◆ TASK GOAL: Copy the data below line for line, leaving out the pictures.

◆ GIVEN DATA:

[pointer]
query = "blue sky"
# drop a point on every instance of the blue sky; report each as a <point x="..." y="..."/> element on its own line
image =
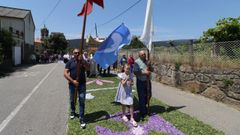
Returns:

◆ SOLUTION TO THE PROBLEM:
[pointer]
query = "blue sky"
# drop a point on every instance of the blue sky; report each as a <point x="..." y="..."/> element on its own line
image =
Returns:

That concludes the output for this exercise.